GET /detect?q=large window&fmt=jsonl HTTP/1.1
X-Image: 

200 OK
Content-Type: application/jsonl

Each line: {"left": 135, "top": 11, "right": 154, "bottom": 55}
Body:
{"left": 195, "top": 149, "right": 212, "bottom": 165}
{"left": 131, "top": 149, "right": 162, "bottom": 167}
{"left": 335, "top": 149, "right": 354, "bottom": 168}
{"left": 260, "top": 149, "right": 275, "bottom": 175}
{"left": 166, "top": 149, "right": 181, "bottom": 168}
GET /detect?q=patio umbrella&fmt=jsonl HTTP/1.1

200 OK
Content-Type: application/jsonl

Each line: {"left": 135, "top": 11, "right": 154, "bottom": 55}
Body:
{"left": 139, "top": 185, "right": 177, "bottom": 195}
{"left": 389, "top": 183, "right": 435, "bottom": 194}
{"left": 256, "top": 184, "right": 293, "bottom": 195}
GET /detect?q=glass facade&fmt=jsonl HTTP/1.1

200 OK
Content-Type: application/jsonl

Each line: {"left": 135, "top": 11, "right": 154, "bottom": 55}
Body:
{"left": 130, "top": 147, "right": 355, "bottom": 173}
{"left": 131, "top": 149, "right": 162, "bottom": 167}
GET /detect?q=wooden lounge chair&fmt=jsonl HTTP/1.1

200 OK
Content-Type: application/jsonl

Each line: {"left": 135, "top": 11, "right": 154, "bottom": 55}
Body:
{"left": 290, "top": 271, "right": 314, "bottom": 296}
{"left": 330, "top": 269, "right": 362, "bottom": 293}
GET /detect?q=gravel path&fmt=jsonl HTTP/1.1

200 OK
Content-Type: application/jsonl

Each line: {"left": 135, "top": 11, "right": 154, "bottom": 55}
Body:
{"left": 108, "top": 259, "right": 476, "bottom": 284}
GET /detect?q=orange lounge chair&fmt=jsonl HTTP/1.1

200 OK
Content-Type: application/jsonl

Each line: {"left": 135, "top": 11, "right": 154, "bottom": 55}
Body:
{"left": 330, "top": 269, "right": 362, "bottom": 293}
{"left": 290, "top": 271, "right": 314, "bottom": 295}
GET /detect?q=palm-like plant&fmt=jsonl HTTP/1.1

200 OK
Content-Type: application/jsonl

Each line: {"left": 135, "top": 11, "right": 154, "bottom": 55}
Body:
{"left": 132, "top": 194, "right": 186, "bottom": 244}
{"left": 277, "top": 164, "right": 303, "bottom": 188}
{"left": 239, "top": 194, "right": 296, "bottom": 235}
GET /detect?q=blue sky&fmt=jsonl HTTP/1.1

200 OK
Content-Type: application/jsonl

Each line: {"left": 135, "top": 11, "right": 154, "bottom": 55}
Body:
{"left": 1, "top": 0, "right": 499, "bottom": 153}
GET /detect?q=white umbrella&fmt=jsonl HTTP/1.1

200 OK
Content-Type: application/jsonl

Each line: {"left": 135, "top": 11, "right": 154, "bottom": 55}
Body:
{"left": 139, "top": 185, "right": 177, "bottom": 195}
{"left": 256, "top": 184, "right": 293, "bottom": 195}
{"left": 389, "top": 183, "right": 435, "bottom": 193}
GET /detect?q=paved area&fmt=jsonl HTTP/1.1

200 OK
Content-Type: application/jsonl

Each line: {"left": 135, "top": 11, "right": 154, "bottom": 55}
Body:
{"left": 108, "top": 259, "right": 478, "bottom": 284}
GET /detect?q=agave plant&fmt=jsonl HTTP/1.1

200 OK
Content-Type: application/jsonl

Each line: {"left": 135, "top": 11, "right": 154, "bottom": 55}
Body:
☆ ☆ ☆
### TASK GOAL
Every record above needs to be given again exactly.

### SOLUTION FOR THIS TASK
GET /detect?q=large window&fmt=jsonl HTTP/1.1
X-Image: 

200 OK
Content-Type: application/jsonl

Each line: {"left": 135, "top": 11, "right": 154, "bottom": 55}
Body:
{"left": 195, "top": 149, "right": 212, "bottom": 165}
{"left": 131, "top": 149, "right": 162, "bottom": 167}
{"left": 335, "top": 149, "right": 354, "bottom": 168}
{"left": 260, "top": 149, "right": 275, "bottom": 175}
{"left": 166, "top": 149, "right": 181, "bottom": 168}
GET /detect?q=patio umbrella&fmt=jsonl HTTP/1.1

200 OK
Content-Type: application/jsonl

Each line: {"left": 135, "top": 11, "right": 154, "bottom": 55}
Body:
{"left": 139, "top": 185, "right": 177, "bottom": 195}
{"left": 389, "top": 183, "right": 435, "bottom": 194}
{"left": 256, "top": 184, "right": 293, "bottom": 195}
GET /detect?q=glass facade&fmt=jsonl HTTP/1.1

200 OK
Content-Type: application/jsonl

Each line: {"left": 135, "top": 11, "right": 154, "bottom": 55}
Body:
{"left": 130, "top": 147, "right": 355, "bottom": 173}
{"left": 131, "top": 149, "right": 162, "bottom": 167}
GET /detect?q=wooden lounge chair&fmt=jsonl HTTP/1.1

200 OK
Content-Type: application/jsonl

Each line: {"left": 135, "top": 11, "right": 154, "bottom": 55}
Body:
{"left": 290, "top": 271, "right": 314, "bottom": 296}
{"left": 330, "top": 269, "right": 362, "bottom": 293}
GET /detect?q=gravel path&fmt=jsonl HTTP/1.1

200 OK
Content-Type: application/jsonl

Each line: {"left": 135, "top": 11, "right": 154, "bottom": 55}
Body:
{"left": 108, "top": 259, "right": 476, "bottom": 284}
GET /detect?q=orange lounge chair&fmt=jsonl HTTP/1.1

200 OK
Content-Type: application/jsonl

Each line: {"left": 135, "top": 11, "right": 154, "bottom": 55}
Body:
{"left": 330, "top": 269, "right": 362, "bottom": 293}
{"left": 290, "top": 271, "right": 314, "bottom": 295}
GET /detect?q=palm-like plant&fmt=jsonl HTTP/1.1

200 OK
Content-Type: application/jsonl

Each line: {"left": 135, "top": 11, "right": 154, "bottom": 55}
Body:
{"left": 132, "top": 194, "right": 186, "bottom": 244}
{"left": 277, "top": 164, "right": 303, "bottom": 188}
{"left": 239, "top": 194, "right": 296, "bottom": 235}
GET /detect?q=blue sky&fmt=jsonl HTTP/1.1

200 OK
Content-Type: application/jsonl

Each line: {"left": 135, "top": 11, "right": 154, "bottom": 55}
Body:
{"left": 1, "top": 0, "right": 499, "bottom": 153}
GET /detect?q=white umbrella&fmt=jsonl HTTP/1.1

200 OK
Content-Type: application/jsonl

Each line: {"left": 135, "top": 11, "right": 154, "bottom": 55}
Body:
{"left": 139, "top": 185, "right": 177, "bottom": 195}
{"left": 256, "top": 184, "right": 293, "bottom": 195}
{"left": 389, "top": 183, "right": 435, "bottom": 193}
GET /detect?q=paved area&fmt=jsonl HTTP/1.1

200 OK
Content-Type: application/jsonl

Each line: {"left": 135, "top": 11, "right": 154, "bottom": 55}
Body:
{"left": 108, "top": 259, "right": 478, "bottom": 284}
GET /detect?q=agave plant&fmt=jsonl HTTP/1.1

200 OK
Content-Type: application/jsonl

Each line: {"left": 135, "top": 11, "right": 154, "bottom": 55}
Body:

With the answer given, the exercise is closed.